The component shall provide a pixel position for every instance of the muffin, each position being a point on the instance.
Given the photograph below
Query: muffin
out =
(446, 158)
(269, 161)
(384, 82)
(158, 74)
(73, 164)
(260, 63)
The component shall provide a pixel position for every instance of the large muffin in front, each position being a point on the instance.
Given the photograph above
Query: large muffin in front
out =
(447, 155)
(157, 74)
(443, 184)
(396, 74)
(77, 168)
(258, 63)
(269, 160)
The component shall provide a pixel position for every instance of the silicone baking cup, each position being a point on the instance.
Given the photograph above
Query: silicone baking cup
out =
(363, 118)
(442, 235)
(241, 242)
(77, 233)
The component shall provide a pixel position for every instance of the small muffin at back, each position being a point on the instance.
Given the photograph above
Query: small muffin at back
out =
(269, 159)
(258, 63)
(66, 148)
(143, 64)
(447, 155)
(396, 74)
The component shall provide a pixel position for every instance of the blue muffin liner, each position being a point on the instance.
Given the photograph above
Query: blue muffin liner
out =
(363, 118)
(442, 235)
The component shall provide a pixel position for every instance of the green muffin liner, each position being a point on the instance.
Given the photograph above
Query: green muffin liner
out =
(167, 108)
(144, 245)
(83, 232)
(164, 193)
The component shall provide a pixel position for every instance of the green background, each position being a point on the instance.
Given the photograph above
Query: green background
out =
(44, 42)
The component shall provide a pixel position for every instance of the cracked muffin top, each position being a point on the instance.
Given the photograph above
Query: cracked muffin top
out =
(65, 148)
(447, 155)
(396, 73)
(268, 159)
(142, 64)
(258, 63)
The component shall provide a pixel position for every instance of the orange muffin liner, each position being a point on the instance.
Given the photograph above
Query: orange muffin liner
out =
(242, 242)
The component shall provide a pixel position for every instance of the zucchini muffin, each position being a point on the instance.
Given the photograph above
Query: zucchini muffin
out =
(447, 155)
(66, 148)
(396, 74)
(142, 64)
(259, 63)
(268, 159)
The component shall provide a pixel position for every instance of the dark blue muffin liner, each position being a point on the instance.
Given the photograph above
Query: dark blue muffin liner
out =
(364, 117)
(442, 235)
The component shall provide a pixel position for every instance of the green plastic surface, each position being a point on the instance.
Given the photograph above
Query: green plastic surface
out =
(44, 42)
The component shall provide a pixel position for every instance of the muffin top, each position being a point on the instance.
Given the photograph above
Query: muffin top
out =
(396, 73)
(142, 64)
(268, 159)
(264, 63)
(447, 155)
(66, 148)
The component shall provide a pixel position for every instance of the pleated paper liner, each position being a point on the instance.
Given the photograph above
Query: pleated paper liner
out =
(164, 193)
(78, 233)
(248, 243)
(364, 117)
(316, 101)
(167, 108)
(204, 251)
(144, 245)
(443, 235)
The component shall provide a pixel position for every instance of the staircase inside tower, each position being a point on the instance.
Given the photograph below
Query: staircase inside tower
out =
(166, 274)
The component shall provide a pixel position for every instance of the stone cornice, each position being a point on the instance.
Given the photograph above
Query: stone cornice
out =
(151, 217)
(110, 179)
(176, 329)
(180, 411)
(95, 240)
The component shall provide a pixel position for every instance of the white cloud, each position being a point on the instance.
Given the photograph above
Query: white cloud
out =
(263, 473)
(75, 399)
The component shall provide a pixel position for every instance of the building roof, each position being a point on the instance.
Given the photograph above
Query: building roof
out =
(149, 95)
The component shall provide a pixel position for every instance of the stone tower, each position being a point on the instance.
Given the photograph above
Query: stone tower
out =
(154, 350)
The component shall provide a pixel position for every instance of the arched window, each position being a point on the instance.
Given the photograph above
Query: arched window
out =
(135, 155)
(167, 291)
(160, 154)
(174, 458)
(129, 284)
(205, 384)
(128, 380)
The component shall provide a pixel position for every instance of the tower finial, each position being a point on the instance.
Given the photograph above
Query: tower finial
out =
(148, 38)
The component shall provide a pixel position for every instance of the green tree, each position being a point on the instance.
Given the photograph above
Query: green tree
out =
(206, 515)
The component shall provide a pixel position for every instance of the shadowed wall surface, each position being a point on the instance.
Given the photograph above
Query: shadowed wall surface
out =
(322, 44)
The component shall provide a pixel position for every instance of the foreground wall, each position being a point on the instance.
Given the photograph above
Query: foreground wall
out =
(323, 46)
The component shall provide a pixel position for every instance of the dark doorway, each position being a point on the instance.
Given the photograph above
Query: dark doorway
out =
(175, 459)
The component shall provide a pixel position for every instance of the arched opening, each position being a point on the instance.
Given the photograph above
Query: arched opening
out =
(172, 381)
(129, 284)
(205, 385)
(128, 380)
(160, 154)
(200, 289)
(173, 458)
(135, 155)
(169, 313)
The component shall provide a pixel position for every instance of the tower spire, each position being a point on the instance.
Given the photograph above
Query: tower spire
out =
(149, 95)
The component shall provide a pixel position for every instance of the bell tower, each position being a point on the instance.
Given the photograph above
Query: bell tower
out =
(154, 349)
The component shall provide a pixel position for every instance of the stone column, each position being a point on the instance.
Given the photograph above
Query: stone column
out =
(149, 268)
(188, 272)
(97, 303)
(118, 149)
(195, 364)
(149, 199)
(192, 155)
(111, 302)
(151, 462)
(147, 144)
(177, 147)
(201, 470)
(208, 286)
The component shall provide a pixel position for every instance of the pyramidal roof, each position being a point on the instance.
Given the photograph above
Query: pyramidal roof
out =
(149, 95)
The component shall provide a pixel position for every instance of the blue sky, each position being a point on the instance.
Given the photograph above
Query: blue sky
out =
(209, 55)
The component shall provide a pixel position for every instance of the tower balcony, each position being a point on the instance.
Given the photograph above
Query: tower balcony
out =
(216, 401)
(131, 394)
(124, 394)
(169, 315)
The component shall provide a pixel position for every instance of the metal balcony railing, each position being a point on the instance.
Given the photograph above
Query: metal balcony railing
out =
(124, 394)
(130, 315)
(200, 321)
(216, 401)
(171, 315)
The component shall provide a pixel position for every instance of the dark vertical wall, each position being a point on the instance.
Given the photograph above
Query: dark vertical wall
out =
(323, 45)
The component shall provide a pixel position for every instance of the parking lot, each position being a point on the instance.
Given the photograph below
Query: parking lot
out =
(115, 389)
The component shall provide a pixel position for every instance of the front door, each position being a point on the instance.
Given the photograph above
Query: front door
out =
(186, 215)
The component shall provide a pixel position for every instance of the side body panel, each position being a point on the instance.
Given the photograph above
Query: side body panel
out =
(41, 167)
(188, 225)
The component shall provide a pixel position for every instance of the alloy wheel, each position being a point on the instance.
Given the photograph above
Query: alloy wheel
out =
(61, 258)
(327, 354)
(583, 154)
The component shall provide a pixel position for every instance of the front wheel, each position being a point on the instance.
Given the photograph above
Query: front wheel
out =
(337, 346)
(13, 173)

★ ★ ★ ★

• **Your goal**: The entries listed above are to be output exactly. Leave none out.

• **Reply to the task**:
The component shall provide a pixel position for every instance of the muffin, each position being a point on the instance.
Given the photograph below
Query: muffin
out =
(446, 158)
(269, 161)
(384, 82)
(158, 74)
(73, 164)
(260, 63)
The component shall provide a pixel position for every instance of the large muffin in front, each position being a point on the instance.
Given the photograph above
Query: large muffin in front
out =
(447, 155)
(157, 74)
(443, 184)
(396, 74)
(77, 168)
(258, 63)
(269, 160)
The component shall provide a pixel position for every instance of the silicone baking cup, each position being a point on the instance.
Given the photograph above
Query: silicone baking cup
out =
(363, 118)
(442, 235)
(241, 242)
(77, 233)
The component shall provide a pixel position for every instance of the small muffin at back, each position being a point on the instance.
Given the photograph above
Query: small muffin at back
out =
(269, 159)
(258, 63)
(66, 148)
(143, 64)
(447, 155)
(396, 74)
The component shall provide a pixel position for every instance of the blue muffin liner, each position being a point on the instance.
Given the photograph above
Query: blue muffin liner
out =
(363, 118)
(442, 235)
The component shall provide a pixel position for every instance of the green muffin liner, each position being a point on the instance.
Given the photograph above
Query: green muffin liner
out =
(167, 108)
(144, 245)
(83, 232)
(164, 193)
The component shall provide a pixel position for every instance of the green background, each position being a point on the instance.
Given the photograph above
Query: green background
out =
(44, 42)
The component shall provide a pixel position for every instance of the cracked muffin top, each position being a point on the instance.
Given the photograph above
Query: cracked muffin top
out =
(65, 148)
(447, 155)
(396, 73)
(268, 159)
(142, 64)
(258, 63)
The component shall provide a pixel position for every instance of the orange muffin liner, each position being a point on the instance.
Given the photograph above
Query: orange muffin liner
out =
(242, 242)
The component shall provide a pixel position for every instance of the zucchini muffin, each position being a point on the instance.
Given the photograph above
Query: zucchini muffin
out =
(447, 155)
(66, 148)
(396, 74)
(142, 64)
(259, 63)
(268, 159)
The component shall provide a pixel position for every instance of the dark blue muffin liner, each position being a point on the instance.
Given the photograph above
Query: dark blue muffin liner
out =
(364, 117)
(442, 235)
The component shall provide a pixel position for every instance of the green plastic surface, each position being a point on the instance.
Given the photograph above
Query: green plastic surface
out =
(44, 42)
The component shall provide a pixel position for every instance of the muffin top, each position being a point on the instance.
Given the photograph above
Query: muffin top
out =
(396, 73)
(142, 64)
(268, 159)
(264, 63)
(447, 155)
(66, 148)
The component shall provide a pixel position for every instance of the pleated paper liner, each position being a point on the instance.
Given the photograph above
Query: pleated paper liner
out =
(164, 193)
(78, 233)
(248, 243)
(364, 117)
(316, 101)
(167, 108)
(204, 251)
(144, 245)
(443, 235)
The component shall provide a pixel position for every instance of the staircase inside tower, each position being a point on the instance.
Given the photograph below
Query: staircase inside tower
out =
(166, 274)
The component shall provide a pixel position for every instance of the stone cornice, each position being a point on the instance.
Given the photograph above
Query: stone cornice
out =
(151, 217)
(110, 179)
(176, 329)
(180, 411)
(95, 240)
The component shall provide a pixel position for every instance of the white cloud, each position being a point on the instance.
Given the photograph above
Query: white cloud
out =
(263, 473)
(75, 399)
The component shall provide a pixel position for every instance of the building roof, each position being a point on the instance.
Given the photograph above
Query: building roof
out =
(149, 95)
The component shall provide a pixel position for every instance of the stone tower, each position being a point on the instance.
Given the photograph above
Query: stone tower
out =
(154, 350)
The component shall provide a pixel position for every instance of the arched window, each position being a point on the instance.
Given the photograph above
Query: arched window
out =
(135, 155)
(167, 291)
(160, 154)
(174, 458)
(129, 284)
(205, 384)
(128, 380)
The component shall provide a pixel position for every instance of the tower finial, each position being a point on the instance.
Given the photograph above
Query: tower finial
out =
(148, 38)
The component shall provide a pixel position for every instance of the green tree, each position being a point on the instance.
Given the photograph above
Query: green tree
out =
(206, 515)
The component shall provide a pixel position for every instance of the shadowed wall surface, each position being a point on the instance.
Given the photograph above
Query: shadowed wall surface
out =
(322, 44)
The component shall provide a pixel position for every instance of the foreground wall, each position being a point on the instance.
Given the photograph above
Query: foreground wall
out =
(323, 46)
The component shall provide a pixel position for every instance of the dark doorway, each position being a point on the instance.
Given the photograph above
Query: dark doorway
out =
(175, 459)
The component shall provide a pixel position for every instance of the arched opening, each position being a point on the instance.
Given the photograph above
Query: arched opening
out =
(172, 381)
(129, 284)
(205, 385)
(128, 380)
(160, 154)
(200, 289)
(173, 458)
(135, 155)
(169, 313)
The component shall provide a pixel position for every instance of the tower spire, each position being a point on the instance.
Given the photograph above
Query: tower spire
out =
(149, 95)
The component shall provide a pixel position for every instance of the bell tower, each position being a point on the instance.
Given the photograph above
Query: bell tower
out =
(154, 349)
The component shall provide a pixel position for every instance of the stone column, each position being a point on the instance.
Given the photograph above
Query: stone column
out =
(149, 268)
(188, 272)
(97, 303)
(118, 149)
(195, 364)
(149, 199)
(192, 155)
(111, 302)
(151, 462)
(147, 144)
(177, 147)
(201, 470)
(208, 286)
The component shall provide a pixel position for every instance of the pyramidal roof, each position being a point on the instance.
Given the photograph above
Query: pyramidal roof
out =
(149, 95)
The component shall provide a pixel position for every instance of the blue sky, each position being a point on the instance.
Given the photograph above
Query: blue sky
out =
(209, 55)
The component shall provide a pixel position for every instance of the tower balcony, each position being a point on the instance.
Given the photograph above
Query: tower balcony
out =
(216, 401)
(131, 394)
(124, 394)
(169, 315)
The component shall provide a pixel position for every instance of the metal balcony railing, each position being a point on the instance.
Given the photograph above
Query: metal balcony railing
out =
(124, 394)
(130, 315)
(200, 321)
(216, 401)
(171, 315)
The component shall provide a pixel position for every instance of the dark vertical wall, each position being a point on the instance.
Given the photograph above
Query: dark vertical wall
out =
(323, 45)
The component shall provide a pixel position for every instance of the parking lot, each position being a point on the instance.
Given the photograph below
Query: parking lot
out =
(115, 389)
The component shall provide a pixel position for every instance of the front door, each position being a point on the instance.
Given the photograph above
Query: front door
out =
(186, 215)
The component shall provide a pixel position for every instance of the side body panel, each position being a point on the instance.
Given the photograph above
Query: side body panel
out =
(41, 167)
(188, 225)
The component shall provide a pixel position for every instance of the alloy wheel, each position being a point on the instance.
Given the photograph above
Query: alloy wheel
out =
(61, 258)
(327, 354)
(583, 154)
The component shall provide a pixel position for every instance of the front wheel, each position being a point on the instance.
Given the photograph above
Query: front wheel
out =
(337, 346)
(13, 173)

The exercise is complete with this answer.